**What you have to do:**
Write the entries below out again without a single difference.

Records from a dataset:
====
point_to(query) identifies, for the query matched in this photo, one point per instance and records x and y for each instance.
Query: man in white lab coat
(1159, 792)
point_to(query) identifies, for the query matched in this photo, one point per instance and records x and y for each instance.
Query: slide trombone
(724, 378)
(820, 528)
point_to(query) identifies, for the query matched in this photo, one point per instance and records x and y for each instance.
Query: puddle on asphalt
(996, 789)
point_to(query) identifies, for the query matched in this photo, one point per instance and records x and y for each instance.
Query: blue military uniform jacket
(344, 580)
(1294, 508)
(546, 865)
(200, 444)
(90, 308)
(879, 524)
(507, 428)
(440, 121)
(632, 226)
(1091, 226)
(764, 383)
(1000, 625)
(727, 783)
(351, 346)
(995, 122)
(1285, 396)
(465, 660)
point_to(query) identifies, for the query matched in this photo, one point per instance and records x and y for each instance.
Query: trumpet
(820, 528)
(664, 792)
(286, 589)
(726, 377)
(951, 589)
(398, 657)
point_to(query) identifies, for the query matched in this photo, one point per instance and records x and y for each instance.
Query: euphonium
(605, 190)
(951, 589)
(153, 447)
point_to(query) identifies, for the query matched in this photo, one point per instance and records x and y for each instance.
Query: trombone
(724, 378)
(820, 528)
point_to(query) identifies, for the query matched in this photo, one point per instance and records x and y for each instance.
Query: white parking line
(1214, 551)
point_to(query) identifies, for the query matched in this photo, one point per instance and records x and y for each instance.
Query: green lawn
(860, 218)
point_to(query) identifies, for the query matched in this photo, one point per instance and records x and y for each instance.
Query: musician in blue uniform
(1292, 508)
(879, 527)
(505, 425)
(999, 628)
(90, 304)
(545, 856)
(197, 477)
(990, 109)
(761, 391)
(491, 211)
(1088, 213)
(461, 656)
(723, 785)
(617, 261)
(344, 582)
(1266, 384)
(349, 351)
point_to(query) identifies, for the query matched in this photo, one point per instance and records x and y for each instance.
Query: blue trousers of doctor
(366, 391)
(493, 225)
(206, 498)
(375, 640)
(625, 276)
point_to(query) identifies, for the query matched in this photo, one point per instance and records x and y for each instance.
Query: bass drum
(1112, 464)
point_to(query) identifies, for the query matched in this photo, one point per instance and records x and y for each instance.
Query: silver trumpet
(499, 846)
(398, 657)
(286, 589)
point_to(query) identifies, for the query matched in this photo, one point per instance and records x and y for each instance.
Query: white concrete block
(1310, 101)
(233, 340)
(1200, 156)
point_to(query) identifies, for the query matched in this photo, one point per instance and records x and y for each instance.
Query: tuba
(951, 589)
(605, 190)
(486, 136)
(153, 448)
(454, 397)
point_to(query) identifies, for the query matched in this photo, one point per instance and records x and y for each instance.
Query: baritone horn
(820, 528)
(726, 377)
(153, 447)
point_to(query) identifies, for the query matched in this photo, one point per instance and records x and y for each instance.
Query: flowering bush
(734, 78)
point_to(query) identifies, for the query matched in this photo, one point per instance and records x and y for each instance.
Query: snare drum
====
**Task result:**
point_to(query) identifies, for the query matched in this photo, one point per instance and records x and y for each instance.
Query: man in white lab coat
(1159, 792)
point_to(query) identifies, for the query matched in this photo, one point per instance and records x and y for each instance.
Query: slide trombone
(724, 378)
(820, 528)
point_to(query) identifies, for the query matched in this photo, one point per instance and records x and y for each instance.
Query: puddle on asphalt
(996, 789)
point_to(query) identifies, for the query matched in this photo, one point per instance and records x and y for each instance.
Query: blue military uniform jacket
(344, 580)
(1294, 508)
(546, 865)
(200, 444)
(90, 308)
(879, 524)
(507, 428)
(440, 121)
(632, 226)
(1091, 226)
(764, 383)
(1000, 625)
(727, 783)
(351, 346)
(995, 122)
(1285, 396)
(465, 660)
point_to(query) identifies, for the query matched in this photo, one point per instance and records x and y for each instance.
Query: trumpet
(820, 528)
(664, 792)
(286, 589)
(726, 377)
(951, 589)
(398, 657)
point_to(query) identifies, for the query matched in this photo, one point per instance and records x and y for each instance.
Query: euphonium
(605, 190)
(951, 589)
(153, 447)
point_to(query) identifies, for the query matched in this photo, one point per instance and records x and y for each instance.
Query: trombone
(724, 378)
(820, 528)
point_to(query) identifies, for the query matched in this photo, one point per instance and records x and y for each instance.
Query: white parking line
(1214, 551)
point_to(query) identifies, for the query matched in this photo, one point per instance and records x and y for each instance.
Query: green lawn
(860, 218)
point_to(query) identifies, for the query matched in this photo, one point per instance and records x and y for each instance.
Query: musician in blue uniform
(1292, 508)
(879, 527)
(505, 425)
(999, 628)
(90, 304)
(545, 856)
(197, 477)
(990, 109)
(761, 391)
(491, 211)
(1088, 213)
(461, 656)
(723, 785)
(617, 261)
(344, 582)
(1266, 384)
(349, 351)
point_to(query) identifies, for the query matched in this photo, one point per instance and records x and y for each instance.
Query: blue trousers of doctor
(366, 391)
(493, 225)
(206, 498)
(375, 640)
(625, 276)
point_to(query) identifies, for the query matched in this photo, one point per instance and records x and y for each instance.
Query: bass drum
(1112, 464)
point_to(query) identifies, for the query matched in this photo, one point per instance and records x and y for each instance.
Query: silver trumpet
(499, 846)
(398, 657)
(286, 589)
point_to(query) identifies, for the query matched in this photo, one point per instance and records x and y for each instance.
Query: white concrete block
(1310, 101)
(233, 340)
(1200, 156)
point_to(query) identifies, for the query matched in this photo, one point per instance and records x and y for each instance.
Query: tuba
(951, 589)
(605, 190)
(486, 136)
(153, 448)
(454, 397)
point_to(query) identifies, for the query matched in this photo, one point per instance and records x and y for each instance.
Query: baritone horn
(820, 528)
(726, 377)
(153, 447)
point_to(query) identifies, for the query matched in this photo, one point per instance and records x and y for each instance.
Query: flowering bush
(734, 78)
point_to(query) identifies, for the query matched in this photo, one point per instance and records x and y for each instance.
Query: snare drum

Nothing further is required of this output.